List each line below that contains the word "blue". Case counts.

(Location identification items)
----
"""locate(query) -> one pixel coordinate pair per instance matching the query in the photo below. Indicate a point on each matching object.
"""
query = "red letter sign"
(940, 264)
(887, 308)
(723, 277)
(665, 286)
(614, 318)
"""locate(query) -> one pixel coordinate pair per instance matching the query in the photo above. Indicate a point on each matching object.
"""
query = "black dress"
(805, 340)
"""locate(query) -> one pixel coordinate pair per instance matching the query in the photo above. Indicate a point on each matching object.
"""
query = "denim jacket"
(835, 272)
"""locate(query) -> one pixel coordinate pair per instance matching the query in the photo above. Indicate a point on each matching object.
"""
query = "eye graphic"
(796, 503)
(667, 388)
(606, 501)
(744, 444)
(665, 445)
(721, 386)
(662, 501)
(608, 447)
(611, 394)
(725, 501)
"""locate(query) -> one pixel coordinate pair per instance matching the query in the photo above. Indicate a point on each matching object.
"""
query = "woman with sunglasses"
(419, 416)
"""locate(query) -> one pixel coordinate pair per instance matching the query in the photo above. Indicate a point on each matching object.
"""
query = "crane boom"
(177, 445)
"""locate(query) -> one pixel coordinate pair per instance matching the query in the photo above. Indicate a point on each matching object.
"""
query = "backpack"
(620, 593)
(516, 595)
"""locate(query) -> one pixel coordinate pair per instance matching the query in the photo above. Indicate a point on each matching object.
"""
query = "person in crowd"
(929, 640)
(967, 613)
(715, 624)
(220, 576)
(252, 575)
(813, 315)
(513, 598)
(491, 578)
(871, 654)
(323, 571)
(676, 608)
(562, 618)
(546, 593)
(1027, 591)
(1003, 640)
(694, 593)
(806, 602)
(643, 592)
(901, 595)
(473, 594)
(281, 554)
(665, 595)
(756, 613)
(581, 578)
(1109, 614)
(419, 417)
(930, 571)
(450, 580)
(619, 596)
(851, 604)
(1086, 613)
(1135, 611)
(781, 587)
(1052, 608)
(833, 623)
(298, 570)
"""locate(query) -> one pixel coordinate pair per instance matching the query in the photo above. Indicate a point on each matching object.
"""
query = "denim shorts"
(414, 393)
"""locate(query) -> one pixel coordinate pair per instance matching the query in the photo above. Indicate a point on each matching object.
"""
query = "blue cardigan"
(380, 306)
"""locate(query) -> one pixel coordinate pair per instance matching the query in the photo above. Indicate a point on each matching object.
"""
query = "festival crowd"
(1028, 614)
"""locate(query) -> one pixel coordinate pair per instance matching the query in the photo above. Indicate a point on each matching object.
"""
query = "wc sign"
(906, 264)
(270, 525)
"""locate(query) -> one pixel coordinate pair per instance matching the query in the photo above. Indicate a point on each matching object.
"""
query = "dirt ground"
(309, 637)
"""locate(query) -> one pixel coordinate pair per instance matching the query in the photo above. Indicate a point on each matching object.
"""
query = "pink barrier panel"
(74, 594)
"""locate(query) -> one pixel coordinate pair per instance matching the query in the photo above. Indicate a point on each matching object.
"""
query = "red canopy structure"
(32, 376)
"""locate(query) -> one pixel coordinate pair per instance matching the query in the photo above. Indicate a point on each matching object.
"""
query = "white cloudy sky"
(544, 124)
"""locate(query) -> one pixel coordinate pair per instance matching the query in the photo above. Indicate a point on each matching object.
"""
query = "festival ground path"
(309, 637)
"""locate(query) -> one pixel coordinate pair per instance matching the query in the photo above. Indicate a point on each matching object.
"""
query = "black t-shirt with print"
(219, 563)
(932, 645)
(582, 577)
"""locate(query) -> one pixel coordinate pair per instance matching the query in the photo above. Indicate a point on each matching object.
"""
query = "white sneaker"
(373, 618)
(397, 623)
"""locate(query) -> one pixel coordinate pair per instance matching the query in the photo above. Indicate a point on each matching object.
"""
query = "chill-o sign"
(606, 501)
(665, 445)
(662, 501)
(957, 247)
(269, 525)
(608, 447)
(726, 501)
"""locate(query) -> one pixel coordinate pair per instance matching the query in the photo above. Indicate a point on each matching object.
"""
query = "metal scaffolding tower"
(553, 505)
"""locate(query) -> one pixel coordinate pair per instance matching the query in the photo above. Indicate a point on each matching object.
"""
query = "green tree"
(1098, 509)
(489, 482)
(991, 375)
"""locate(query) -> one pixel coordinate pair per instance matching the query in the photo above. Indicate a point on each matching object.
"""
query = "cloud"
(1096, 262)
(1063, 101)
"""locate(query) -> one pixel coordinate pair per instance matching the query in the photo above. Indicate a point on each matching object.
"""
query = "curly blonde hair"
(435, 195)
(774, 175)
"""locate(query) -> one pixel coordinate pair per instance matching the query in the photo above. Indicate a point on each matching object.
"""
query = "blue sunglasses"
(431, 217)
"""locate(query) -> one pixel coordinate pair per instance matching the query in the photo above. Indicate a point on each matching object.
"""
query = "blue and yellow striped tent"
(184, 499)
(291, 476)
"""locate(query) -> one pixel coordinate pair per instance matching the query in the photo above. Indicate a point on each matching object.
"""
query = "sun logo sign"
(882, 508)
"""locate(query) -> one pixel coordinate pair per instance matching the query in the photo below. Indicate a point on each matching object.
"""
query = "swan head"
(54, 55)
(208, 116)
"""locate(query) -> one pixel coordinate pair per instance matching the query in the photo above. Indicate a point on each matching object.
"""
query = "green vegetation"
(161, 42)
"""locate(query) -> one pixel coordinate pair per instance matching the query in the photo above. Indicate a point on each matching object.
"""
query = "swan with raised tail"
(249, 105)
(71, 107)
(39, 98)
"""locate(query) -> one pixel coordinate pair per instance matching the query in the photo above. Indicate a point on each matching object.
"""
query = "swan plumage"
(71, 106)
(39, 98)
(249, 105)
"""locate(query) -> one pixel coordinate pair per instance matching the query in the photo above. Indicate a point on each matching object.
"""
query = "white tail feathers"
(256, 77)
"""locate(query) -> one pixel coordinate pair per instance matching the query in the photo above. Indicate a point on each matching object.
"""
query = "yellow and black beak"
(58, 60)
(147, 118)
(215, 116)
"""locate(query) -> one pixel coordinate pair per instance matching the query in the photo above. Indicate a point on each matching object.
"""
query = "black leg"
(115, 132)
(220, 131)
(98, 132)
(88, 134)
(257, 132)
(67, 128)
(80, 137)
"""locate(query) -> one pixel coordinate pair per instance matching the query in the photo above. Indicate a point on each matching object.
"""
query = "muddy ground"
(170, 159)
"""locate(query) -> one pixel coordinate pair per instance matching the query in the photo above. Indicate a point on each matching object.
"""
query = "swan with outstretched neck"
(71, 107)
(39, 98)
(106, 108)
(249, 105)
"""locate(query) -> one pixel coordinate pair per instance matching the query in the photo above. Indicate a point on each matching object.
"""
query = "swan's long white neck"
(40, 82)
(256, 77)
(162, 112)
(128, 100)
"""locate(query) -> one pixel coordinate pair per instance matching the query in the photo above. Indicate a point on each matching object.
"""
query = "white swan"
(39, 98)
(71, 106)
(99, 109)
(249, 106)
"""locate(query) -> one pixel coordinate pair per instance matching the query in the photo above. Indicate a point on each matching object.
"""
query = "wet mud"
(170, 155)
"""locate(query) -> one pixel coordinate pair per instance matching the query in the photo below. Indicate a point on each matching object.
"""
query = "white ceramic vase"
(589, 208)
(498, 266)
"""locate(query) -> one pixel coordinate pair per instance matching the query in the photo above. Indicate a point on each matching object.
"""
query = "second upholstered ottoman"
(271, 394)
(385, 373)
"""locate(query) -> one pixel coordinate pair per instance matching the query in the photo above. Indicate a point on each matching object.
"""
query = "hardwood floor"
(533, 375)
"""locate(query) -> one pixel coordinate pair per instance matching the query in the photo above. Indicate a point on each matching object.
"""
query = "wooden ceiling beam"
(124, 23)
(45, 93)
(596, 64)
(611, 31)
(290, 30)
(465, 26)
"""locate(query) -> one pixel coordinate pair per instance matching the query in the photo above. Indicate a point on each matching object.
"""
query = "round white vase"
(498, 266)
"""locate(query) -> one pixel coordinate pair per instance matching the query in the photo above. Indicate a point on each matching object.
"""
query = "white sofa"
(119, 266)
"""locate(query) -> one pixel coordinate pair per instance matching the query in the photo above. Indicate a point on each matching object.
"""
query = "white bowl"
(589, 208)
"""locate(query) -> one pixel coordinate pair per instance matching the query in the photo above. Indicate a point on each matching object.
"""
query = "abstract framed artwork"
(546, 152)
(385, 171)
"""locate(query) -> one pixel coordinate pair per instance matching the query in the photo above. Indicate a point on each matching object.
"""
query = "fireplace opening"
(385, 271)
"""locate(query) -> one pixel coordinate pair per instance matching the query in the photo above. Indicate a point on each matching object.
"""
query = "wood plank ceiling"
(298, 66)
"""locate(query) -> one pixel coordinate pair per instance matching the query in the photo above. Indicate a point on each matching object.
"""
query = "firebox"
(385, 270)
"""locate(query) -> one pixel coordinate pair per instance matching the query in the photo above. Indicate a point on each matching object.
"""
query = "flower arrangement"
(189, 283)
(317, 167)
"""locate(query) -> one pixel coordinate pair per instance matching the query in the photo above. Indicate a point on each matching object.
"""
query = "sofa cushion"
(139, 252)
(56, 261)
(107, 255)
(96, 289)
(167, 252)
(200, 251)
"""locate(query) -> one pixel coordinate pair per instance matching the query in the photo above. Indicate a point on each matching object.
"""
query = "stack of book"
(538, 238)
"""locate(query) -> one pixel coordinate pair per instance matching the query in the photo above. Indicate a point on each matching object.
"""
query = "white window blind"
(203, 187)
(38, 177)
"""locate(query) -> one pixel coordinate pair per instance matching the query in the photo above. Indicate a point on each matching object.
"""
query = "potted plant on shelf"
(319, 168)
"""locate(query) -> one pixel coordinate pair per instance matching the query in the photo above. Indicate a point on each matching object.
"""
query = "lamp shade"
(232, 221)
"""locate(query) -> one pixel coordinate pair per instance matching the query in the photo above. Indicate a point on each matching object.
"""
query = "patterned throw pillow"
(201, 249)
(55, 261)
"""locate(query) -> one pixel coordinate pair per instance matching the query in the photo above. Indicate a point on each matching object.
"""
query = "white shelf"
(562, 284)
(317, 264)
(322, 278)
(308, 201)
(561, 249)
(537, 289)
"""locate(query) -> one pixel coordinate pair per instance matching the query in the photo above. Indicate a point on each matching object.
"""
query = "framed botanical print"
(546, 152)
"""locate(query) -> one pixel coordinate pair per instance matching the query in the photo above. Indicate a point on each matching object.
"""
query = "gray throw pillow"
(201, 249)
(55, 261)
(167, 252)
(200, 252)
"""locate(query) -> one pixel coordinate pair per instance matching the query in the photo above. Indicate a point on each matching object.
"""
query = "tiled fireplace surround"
----
● RESULT OF THE TASK
query = "blue cardigan"
query = "blue sunglasses"
query = "blue and yellow striped tent"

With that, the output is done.